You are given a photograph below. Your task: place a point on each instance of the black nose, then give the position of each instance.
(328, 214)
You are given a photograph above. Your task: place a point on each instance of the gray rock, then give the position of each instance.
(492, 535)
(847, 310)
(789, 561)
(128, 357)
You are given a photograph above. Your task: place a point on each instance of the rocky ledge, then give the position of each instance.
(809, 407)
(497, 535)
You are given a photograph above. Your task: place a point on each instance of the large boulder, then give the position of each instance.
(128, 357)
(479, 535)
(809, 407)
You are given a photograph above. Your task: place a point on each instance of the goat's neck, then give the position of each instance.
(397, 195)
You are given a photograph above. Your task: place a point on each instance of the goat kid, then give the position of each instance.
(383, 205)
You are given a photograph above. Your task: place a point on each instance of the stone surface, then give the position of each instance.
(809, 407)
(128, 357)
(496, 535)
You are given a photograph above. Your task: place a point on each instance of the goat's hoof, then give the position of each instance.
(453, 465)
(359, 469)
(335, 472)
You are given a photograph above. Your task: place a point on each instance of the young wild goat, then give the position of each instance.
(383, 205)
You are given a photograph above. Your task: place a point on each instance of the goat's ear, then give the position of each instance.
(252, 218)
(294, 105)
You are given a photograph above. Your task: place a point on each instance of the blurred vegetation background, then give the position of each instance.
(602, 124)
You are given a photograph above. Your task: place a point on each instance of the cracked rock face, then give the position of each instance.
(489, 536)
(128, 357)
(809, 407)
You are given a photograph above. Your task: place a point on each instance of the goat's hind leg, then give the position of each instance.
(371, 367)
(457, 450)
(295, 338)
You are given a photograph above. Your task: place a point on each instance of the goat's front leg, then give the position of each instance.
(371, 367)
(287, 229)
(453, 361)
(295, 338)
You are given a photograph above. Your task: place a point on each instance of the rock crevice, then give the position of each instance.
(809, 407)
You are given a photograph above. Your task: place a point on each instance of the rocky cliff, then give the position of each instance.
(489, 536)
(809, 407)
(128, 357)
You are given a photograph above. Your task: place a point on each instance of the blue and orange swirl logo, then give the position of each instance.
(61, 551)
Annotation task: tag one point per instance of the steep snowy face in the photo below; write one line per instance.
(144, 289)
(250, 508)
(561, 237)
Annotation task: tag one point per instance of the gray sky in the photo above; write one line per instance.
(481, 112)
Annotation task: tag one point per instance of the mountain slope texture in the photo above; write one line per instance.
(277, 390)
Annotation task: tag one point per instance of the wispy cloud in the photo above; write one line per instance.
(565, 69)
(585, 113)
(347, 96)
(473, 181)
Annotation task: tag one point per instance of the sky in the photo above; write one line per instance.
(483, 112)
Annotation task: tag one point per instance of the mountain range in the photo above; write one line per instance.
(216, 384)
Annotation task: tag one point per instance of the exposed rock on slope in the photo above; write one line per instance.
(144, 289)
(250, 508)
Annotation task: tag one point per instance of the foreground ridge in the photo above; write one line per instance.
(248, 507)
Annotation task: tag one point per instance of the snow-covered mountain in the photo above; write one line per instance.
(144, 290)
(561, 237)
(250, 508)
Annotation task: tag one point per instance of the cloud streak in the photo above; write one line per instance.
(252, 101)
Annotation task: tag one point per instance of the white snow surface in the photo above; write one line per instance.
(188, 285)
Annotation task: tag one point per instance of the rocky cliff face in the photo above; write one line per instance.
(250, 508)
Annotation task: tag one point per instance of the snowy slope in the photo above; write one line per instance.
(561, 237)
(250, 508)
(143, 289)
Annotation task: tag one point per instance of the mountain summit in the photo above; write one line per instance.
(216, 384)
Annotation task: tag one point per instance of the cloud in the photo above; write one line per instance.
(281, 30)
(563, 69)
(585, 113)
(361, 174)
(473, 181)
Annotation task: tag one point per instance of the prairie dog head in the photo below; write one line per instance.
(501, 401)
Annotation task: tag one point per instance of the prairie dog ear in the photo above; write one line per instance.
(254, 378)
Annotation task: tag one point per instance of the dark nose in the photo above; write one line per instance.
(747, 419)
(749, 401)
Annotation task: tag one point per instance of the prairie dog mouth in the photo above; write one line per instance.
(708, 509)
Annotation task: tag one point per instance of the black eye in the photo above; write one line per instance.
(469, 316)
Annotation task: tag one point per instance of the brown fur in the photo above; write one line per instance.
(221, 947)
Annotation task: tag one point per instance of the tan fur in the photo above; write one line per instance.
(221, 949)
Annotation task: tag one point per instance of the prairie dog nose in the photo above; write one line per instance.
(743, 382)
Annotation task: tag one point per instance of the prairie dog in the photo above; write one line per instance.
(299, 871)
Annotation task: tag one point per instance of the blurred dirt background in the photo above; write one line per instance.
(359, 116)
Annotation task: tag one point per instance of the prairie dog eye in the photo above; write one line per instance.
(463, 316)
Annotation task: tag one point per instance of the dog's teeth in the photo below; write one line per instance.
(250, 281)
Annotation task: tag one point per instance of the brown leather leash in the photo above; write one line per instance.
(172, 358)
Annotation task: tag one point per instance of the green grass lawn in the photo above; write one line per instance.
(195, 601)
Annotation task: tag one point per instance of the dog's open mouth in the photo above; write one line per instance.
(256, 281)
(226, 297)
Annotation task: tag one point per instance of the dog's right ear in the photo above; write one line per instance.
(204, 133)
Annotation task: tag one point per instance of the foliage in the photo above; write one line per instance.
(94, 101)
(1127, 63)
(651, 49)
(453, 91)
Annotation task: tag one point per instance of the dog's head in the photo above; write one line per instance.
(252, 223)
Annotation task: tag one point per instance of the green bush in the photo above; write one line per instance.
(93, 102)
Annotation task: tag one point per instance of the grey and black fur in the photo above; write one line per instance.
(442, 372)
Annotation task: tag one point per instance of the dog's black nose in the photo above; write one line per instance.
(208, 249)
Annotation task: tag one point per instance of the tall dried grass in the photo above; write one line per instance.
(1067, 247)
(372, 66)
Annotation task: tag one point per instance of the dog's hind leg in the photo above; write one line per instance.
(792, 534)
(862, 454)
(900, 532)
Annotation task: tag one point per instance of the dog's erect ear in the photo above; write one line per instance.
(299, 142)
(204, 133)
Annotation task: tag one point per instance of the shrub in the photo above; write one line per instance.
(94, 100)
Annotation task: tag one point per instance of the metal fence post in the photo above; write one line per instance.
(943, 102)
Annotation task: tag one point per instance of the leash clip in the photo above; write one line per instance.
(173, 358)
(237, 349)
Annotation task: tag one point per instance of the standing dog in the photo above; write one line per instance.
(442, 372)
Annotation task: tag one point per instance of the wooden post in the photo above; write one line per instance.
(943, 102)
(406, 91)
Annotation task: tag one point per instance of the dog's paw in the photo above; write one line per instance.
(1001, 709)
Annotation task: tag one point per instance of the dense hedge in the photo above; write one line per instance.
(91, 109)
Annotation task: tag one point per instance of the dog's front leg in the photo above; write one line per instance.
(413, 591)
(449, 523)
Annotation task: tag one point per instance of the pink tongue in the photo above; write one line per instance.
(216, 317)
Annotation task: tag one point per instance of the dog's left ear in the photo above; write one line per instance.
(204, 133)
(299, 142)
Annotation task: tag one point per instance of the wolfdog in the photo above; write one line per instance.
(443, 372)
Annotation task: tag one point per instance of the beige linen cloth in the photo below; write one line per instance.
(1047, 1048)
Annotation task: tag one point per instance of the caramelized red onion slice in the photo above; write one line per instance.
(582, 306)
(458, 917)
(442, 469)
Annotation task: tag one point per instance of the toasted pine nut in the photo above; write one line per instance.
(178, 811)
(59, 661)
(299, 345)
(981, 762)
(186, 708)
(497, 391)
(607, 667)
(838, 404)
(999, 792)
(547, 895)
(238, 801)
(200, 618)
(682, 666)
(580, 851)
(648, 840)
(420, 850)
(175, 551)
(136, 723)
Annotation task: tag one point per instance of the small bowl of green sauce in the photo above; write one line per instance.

::::::::::

- [What you should do] Please repeat every record above word for word.

- [Result]
You are given a photograph below. Your task: place a point on each instance of the black nose, then give the position of each instance.
(328, 214)
You are given a photograph above. Your task: place a point on each instance of the gray rock, then give the position of each instance.
(492, 535)
(847, 310)
(789, 561)
(128, 357)
You are given a photograph above. Your task: place a point on each instance of the rocky ledge, then give the position of each instance.
(809, 407)
(497, 535)
You are given a photograph above. Your task: place a point on each instance of the large boulder, then give the position of each instance.
(128, 357)
(479, 535)
(809, 407)
You are given a photograph above. Your task: place a point on each instance of the goat's neck, then give the position of each instance.
(397, 195)
You are given a photograph above. Your task: place a point on each instance of the goat kid, then give the position of each instance.
(383, 205)
You are given a photograph above. Your task: place a point on each instance of the stone surface, then give the position of each instance.
(809, 407)
(128, 357)
(496, 535)
You are given a photograph above. Your task: place a point on each instance of the goat's hoof, then give the position of each instance.
(453, 465)
(359, 469)
(335, 472)
You are given a photograph above. Your task: place a point on each instance of the young wild goat, then give the position of each instance.
(383, 205)
You are given a photograph above. Your task: place a point on each instance of the goat's ear, then give the position of each instance.
(252, 218)
(294, 105)
You are given a photograph above. Your task: place a point on each instance of the blurred vegetation background, then give the position of each instance.
(602, 124)
You are given a photograph above. Your task: place a point on each instance of the cracked rock face, then give the position of each instance.
(489, 536)
(128, 357)
(809, 407)
You are given a photograph above. Your task: place a point on each instance of the goat's hind leg, then give the position of each instance.
(371, 367)
(457, 450)
(295, 338)
You are given a photograph above. Your task: place a point on each instance of the goat's front leg, then give the position of each instance.
(371, 367)
(287, 229)
(453, 361)
(295, 338)
You are given a photograph above. Your task: place a point on each instance of the rock crevice, then give the position of each instance.
(809, 407)
You are given a photograph above. Your task: place a point on each instance of the rocky cliff, then give the position of each instance.
(489, 536)
(809, 407)
(128, 357)
You are given a photograph above. Your task: place a point on each instance of the blue and orange swirl logo, then give the position of each instance.
(61, 551)
Annotation task: tag one point per instance of the steep snowy face in the photo below; write one line per instance.
(144, 289)
(250, 508)
(561, 237)
Annotation task: tag one point per instance of the gray sky in the photo above; write one line per instance.
(481, 112)
Annotation task: tag one point per instance of the mountain slope texture in the photo above; write one line per instance.
(277, 390)
Annotation task: tag one point per instance of the wispy cloud in the photo above; write one line per instance.
(565, 69)
(585, 113)
(347, 96)
(473, 181)
Annotation task: tag one point per instance of the sky in the photo above; write one line per instance.
(483, 112)
Annotation task: tag one point per instance of the mountain range in the photo above; write one line per instance.
(216, 384)
Annotation task: tag one point per instance of the exposed rock on slope in the photo above; write one line per instance.
(144, 289)
(250, 508)
Annotation task: tag one point per instance of the foreground ridge in the photo above; write one line per instance.
(248, 507)
Annotation task: tag one point per instance of the snow-covered mountain in the photo above; write one line per instance.
(144, 290)
(561, 237)
(250, 508)
Annotation task: tag one point per instance of the cloud streak in the photo above; write one line per instance.
(252, 101)
Annotation task: tag one point per instance of the white snow surface in the photo above; write one line per instance.
(188, 285)
Annotation task: tag one point per instance of the rocky cliff face in the photo above; write one line per instance.
(250, 508)
Annotation task: tag one point per instance of the snowy slope in the photo above; write one line per instance.
(561, 237)
(250, 508)
(143, 289)
Annotation task: tag one point per instance of the mountain summit in the photo above; write one line per instance.
(216, 384)
Annotation task: tag one point per instance of the cloud in the photo above; write one line per instance.
(281, 30)
(563, 69)
(585, 113)
(361, 174)
(473, 181)
Annotation task: tag one point per instance of the prairie dog head in the photo below; write one line per instance.
(501, 401)
Annotation task: tag one point per instance of the prairie dog ear in the photo above; write one line per instance.
(254, 378)
Annotation task: tag one point per instance of the dark nose in the photo above; write one line per instance.
(747, 419)
(749, 401)
Annotation task: tag one point per instance of the prairie dog mouth in the photo above; write one line per instance.
(708, 509)
Annotation task: tag one point per instance of the black eye in the photo above; write one line per instance.
(469, 316)
Annotation task: tag one point per instance of the brown fur in the photo above; write one line per instance.
(221, 947)
Annotation task: tag one point per instance of the tan fur in the photo above; write one line per instance.
(221, 949)
Annotation task: tag one point per instance of the prairie dog nose in the photo above; write one line per instance.
(743, 382)
Annotation task: tag one point per instance of the prairie dog in the photo above; write one line per instance.
(299, 871)
Annotation task: tag one point per instance of the blurred dirt background in the photo above; write one line per instance.
(359, 116)
Annotation task: tag one point per instance of the prairie dog eye in the photo above; write one line per instance.
(463, 316)
Annotation task: tag one point per instance of the dog's teeth in the photo below; write one line per instance.
(250, 281)
Annotation task: tag one point per instance of the brown leather leash in the photo above; write one line per instance.
(172, 358)
Annotation task: tag one point per instance of the green grass lawn in the photo above; write one line per instance.
(195, 601)
Annotation task: tag one point per instance of the dog's open mouth in the photo above; write one line per instance.
(256, 281)
(226, 297)
Annotation task: tag one point per instance of the dog's right ear in the photo above; write one line per instance.
(204, 133)
Annotation task: tag one point per instance of the foliage in the photo above; write one line per instance.
(94, 101)
(1127, 63)
(651, 49)
(453, 91)
Annotation task: tag one point per instance of the dog's head in the photo above; write one line per instance.
(252, 223)
Annotation task: tag one point per instance of the green bush in the photo above; write one line per instance.
(93, 102)
Annotation task: tag one point per instance of the grey and black fur in the photo above; write one line per instance.
(442, 372)
Annotation task: tag one point per instance of the dog's black nose in the photo above; write one line per instance.
(208, 249)
Annotation task: tag one point per instance of the tall dried grass in the photo above; write one line per instance.
(1067, 247)
(372, 66)
Annotation task: tag one point per instance of the dog's hind leg in the photo above; write one line per instance.
(792, 534)
(862, 454)
(900, 532)
Annotation task: tag one point per instance of the dog's erect ear in the photo above; write one line per instance.
(299, 142)
(204, 133)
Annotation task: tag one point per instance of the shrub in the photo above; write one line per instance.
(94, 100)
Annotation task: tag one point per instance of the metal fence post in the photo above; write one line per instance.
(943, 102)
Annotation task: tag one point per instance of the leash clip in the photo above; write one line per instance.
(173, 358)
(237, 349)
Annotation task: tag one point per instance of the standing dog in the photo above; write one line per instance.
(442, 372)
Annotation task: tag one point per instance of the wooden post in the photo above; write one line per instance.
(943, 102)
(406, 91)
Annotation task: tag one point per instance of the dog's paw in the photo above; write one line per instance.
(1001, 709)
Annotation task: tag one point per instance of the dense hedge in the photo above; write one line per instance.
(91, 109)
Annotation task: tag one point per instance of the dog's front leg in the photo above; write one line per instance.
(413, 591)
(449, 523)
Annotation task: tag one point per instance of the pink tongue in the photo above; write one line per instance.
(216, 317)
Annotation task: tag one point per instance of the dog's left ear in the photo above; write one line per instance.
(204, 133)
(299, 142)
Annotation task: tag one point per instance of the wolfdog in the photo above; write one line per instance.
(443, 372)
Annotation task: tag one point per instance of the beige linen cloth in the photo below; write one line per instance.
(1047, 1048)
Annotation task: tag one point per instance of the caramelized red onion slice in the photo above; write one line per instance.
(582, 306)
(458, 917)
(442, 469)
Annotation task: tag one point per instance of the toasted pine nut in the photo above; write one line per instance.
(178, 811)
(59, 661)
(299, 345)
(981, 762)
(186, 708)
(497, 391)
(607, 667)
(838, 404)
(999, 792)
(547, 895)
(238, 801)
(200, 618)
(682, 666)
(580, 851)
(648, 840)
(420, 850)
(175, 551)
(136, 723)
Annotation task: tag one point per instance of the small bowl of green sauce in the photo above; write one line per instance.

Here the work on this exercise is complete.